**Problem description**
Copy the records below word for word, keeping every line in its original order.

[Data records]
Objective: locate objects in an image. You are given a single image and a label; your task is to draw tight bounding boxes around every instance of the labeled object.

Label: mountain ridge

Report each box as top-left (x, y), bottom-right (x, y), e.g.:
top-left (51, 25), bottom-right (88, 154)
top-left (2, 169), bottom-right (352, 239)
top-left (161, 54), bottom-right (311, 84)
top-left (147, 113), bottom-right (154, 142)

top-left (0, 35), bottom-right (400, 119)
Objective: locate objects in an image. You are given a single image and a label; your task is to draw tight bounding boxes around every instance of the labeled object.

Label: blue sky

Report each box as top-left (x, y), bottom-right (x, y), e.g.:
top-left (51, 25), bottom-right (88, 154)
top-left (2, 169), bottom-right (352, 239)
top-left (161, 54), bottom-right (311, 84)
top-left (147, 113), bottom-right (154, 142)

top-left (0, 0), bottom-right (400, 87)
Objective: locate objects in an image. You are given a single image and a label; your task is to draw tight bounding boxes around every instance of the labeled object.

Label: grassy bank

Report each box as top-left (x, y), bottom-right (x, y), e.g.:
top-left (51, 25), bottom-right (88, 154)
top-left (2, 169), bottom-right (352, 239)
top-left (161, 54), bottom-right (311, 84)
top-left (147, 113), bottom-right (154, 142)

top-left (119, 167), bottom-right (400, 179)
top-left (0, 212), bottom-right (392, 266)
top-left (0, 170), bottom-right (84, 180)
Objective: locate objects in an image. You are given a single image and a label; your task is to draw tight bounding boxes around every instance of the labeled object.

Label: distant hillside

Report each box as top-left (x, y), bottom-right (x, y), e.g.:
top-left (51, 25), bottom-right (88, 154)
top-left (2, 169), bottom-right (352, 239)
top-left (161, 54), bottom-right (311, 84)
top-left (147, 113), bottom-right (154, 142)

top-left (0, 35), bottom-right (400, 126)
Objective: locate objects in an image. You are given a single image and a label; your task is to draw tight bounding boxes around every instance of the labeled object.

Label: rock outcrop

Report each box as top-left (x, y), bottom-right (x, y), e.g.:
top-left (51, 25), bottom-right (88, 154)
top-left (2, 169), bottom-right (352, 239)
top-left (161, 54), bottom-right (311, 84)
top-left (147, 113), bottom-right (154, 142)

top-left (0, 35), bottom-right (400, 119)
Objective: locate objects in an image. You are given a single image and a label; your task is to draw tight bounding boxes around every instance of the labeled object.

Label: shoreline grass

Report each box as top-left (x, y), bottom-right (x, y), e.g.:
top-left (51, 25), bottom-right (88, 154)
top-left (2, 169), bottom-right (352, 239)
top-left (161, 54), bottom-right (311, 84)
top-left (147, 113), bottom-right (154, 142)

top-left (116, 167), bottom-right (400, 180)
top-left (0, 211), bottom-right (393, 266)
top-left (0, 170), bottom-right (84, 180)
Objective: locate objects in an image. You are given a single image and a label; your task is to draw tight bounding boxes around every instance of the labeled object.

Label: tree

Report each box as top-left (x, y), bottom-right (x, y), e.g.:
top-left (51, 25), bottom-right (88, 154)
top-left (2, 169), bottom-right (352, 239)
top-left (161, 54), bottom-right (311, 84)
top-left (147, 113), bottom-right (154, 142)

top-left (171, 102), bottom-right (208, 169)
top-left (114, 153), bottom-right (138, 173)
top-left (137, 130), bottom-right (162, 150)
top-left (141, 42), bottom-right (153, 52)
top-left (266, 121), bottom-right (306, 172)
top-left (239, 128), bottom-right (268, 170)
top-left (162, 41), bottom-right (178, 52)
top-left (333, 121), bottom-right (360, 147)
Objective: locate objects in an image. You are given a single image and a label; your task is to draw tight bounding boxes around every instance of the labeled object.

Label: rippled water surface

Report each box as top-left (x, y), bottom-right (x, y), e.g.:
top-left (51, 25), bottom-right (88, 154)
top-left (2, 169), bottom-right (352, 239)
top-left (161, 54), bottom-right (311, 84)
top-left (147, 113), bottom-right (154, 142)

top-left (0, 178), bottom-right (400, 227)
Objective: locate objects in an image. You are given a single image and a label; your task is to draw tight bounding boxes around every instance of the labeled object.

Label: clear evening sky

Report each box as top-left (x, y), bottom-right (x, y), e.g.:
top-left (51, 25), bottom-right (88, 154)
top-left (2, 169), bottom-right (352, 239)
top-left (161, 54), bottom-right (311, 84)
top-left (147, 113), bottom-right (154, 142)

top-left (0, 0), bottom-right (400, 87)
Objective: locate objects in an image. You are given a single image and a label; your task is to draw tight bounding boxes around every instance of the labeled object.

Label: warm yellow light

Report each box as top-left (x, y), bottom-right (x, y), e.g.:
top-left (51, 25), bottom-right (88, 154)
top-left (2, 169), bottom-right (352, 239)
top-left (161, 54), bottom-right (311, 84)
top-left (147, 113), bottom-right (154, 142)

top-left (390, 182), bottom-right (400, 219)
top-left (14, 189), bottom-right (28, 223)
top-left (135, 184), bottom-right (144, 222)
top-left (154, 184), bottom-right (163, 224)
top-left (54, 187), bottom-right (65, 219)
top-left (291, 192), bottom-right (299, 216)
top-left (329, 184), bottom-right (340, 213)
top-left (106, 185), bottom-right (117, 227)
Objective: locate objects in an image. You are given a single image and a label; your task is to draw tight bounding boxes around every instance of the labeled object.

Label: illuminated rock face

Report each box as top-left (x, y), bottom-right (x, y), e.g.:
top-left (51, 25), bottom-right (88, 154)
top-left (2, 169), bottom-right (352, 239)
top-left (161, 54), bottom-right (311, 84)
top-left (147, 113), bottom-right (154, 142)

**Answer to the exercise**
Objective: locate objects in an image. You are given a single image and a label; your task is to draw tight bounding boxes around every instance of the labeled object.

Label: mountain ridge

Report each box as top-left (x, y), bottom-right (x, y), e.g.:
top-left (51, 25), bottom-right (88, 154)
top-left (2, 169), bottom-right (352, 239)
top-left (161, 54), bottom-right (311, 84)
top-left (147, 113), bottom-right (154, 142)

top-left (0, 35), bottom-right (400, 119)
Objective: locate objects in an image. You are given a single image and a label; your task is to draw tight bounding boxes around every instance of the labeled object.

Label: blue sky

Report each box as top-left (x, y), bottom-right (x, y), e.g.:
top-left (51, 25), bottom-right (88, 154)
top-left (2, 169), bottom-right (352, 239)
top-left (161, 54), bottom-right (311, 84)
top-left (147, 113), bottom-right (154, 142)

top-left (0, 0), bottom-right (400, 87)
Objective: locate objects in an image. You are given a single image and a label; your task is to draw tight bounding boxes around every instance of the labeled object.

Label: grassy bank

Report each box as top-left (x, y), bottom-right (x, y), e.g.:
top-left (51, 25), bottom-right (88, 154)
top-left (2, 169), bottom-right (352, 239)
top-left (161, 54), bottom-right (311, 84)
top-left (147, 113), bottom-right (154, 142)

top-left (119, 167), bottom-right (400, 179)
top-left (0, 212), bottom-right (392, 266)
top-left (0, 170), bottom-right (84, 180)
Objective: locate objects in an image. You are given a single image and a label; your task is to draw tight bounding boxes around every instance of the labeled object.

Label: distant hillside

Report each box as top-left (x, y), bottom-right (x, y), e.g.:
top-left (51, 25), bottom-right (88, 154)
top-left (2, 169), bottom-right (352, 239)
top-left (161, 54), bottom-right (311, 84)
top-left (147, 113), bottom-right (154, 142)

top-left (0, 35), bottom-right (400, 126)
Objective: locate objects in an image. You are given a single image and a label; your task is to draw tight bounding boxes around every instance of the labeled object.

Label: rock outcrop

Report each box as top-left (x, y), bottom-right (x, y), e.g.:
top-left (51, 25), bottom-right (88, 154)
top-left (2, 169), bottom-right (352, 239)
top-left (161, 54), bottom-right (311, 84)
top-left (147, 113), bottom-right (154, 142)

top-left (0, 35), bottom-right (400, 119)
Objective: locate objects in an image. You are given a single image and a label; your task is to draw tight bounding boxes around every instance of the labeled object.

Label: shoreline grass

Report each box as top-left (x, y), bottom-right (x, y), e.g.:
top-left (51, 25), bottom-right (88, 154)
top-left (2, 169), bottom-right (352, 239)
top-left (161, 54), bottom-right (311, 84)
top-left (147, 113), bottom-right (154, 142)

top-left (116, 167), bottom-right (400, 180)
top-left (0, 211), bottom-right (393, 266)
top-left (0, 170), bottom-right (84, 180)
Objective: locate objects in an image. You are given a single image and a label; your task is to draw tight bounding boxes around every instance of the labeled object.

Label: tree

Report each box as top-left (x, y), bottom-right (x, y), e.g.:
top-left (51, 25), bottom-right (88, 154)
top-left (2, 169), bottom-right (352, 239)
top-left (161, 54), bottom-right (311, 84)
top-left (147, 113), bottom-right (154, 142)

top-left (171, 102), bottom-right (208, 169)
top-left (114, 153), bottom-right (138, 173)
top-left (137, 130), bottom-right (162, 150)
top-left (141, 42), bottom-right (153, 52)
top-left (266, 121), bottom-right (306, 172)
top-left (239, 128), bottom-right (268, 170)
top-left (162, 41), bottom-right (178, 52)
top-left (333, 121), bottom-right (360, 147)
Objective: locate objects in an image. You are given a single image and a label; your task is to draw tight bounding boxes around every instance of the labeled object.

Label: rippled water surface

Report each box as top-left (x, y), bottom-right (x, y), e.g.:
top-left (51, 25), bottom-right (88, 154)
top-left (2, 169), bottom-right (352, 239)
top-left (161, 54), bottom-right (311, 84)
top-left (147, 113), bottom-right (154, 142)

top-left (0, 178), bottom-right (400, 227)
Objective: locate objects in an image. You are given a single image and a label; your task is to draw tight bounding boxes around every instance of the labeled object.

Label: clear evening sky

Report each box as top-left (x, y), bottom-right (x, y), e.g.:
top-left (51, 25), bottom-right (88, 154)
top-left (2, 169), bottom-right (352, 239)
top-left (161, 54), bottom-right (311, 84)
top-left (147, 113), bottom-right (154, 142)

top-left (0, 0), bottom-right (400, 87)
Objective: locate objects in an image. You are given a single image and a label; your task is to draw tight bounding boxes around every instance of the labeled object.

Label: warm yellow light

Report each box as top-left (x, y), bottom-right (x, y), e.g.:
top-left (51, 25), bottom-right (88, 154)
top-left (2, 169), bottom-right (352, 239)
top-left (161, 54), bottom-right (311, 84)
top-left (147, 113), bottom-right (154, 142)

top-left (390, 182), bottom-right (400, 219)
top-left (14, 189), bottom-right (28, 223)
top-left (135, 184), bottom-right (144, 222)
top-left (154, 184), bottom-right (163, 224)
top-left (54, 187), bottom-right (65, 219)
top-left (291, 192), bottom-right (299, 216)
top-left (329, 184), bottom-right (340, 213)
top-left (106, 185), bottom-right (117, 227)
Objective: locate objects in an image. You are given a single image and a label; your task is to draw tight bounding boxes around every instance of the labeled object.

Label: illuminated rock face

Report each box as top-left (x, y), bottom-right (x, y), e.g.:
top-left (51, 25), bottom-right (88, 154)
top-left (2, 169), bottom-right (352, 239)
top-left (161, 54), bottom-right (311, 84)
top-left (147, 113), bottom-right (154, 142)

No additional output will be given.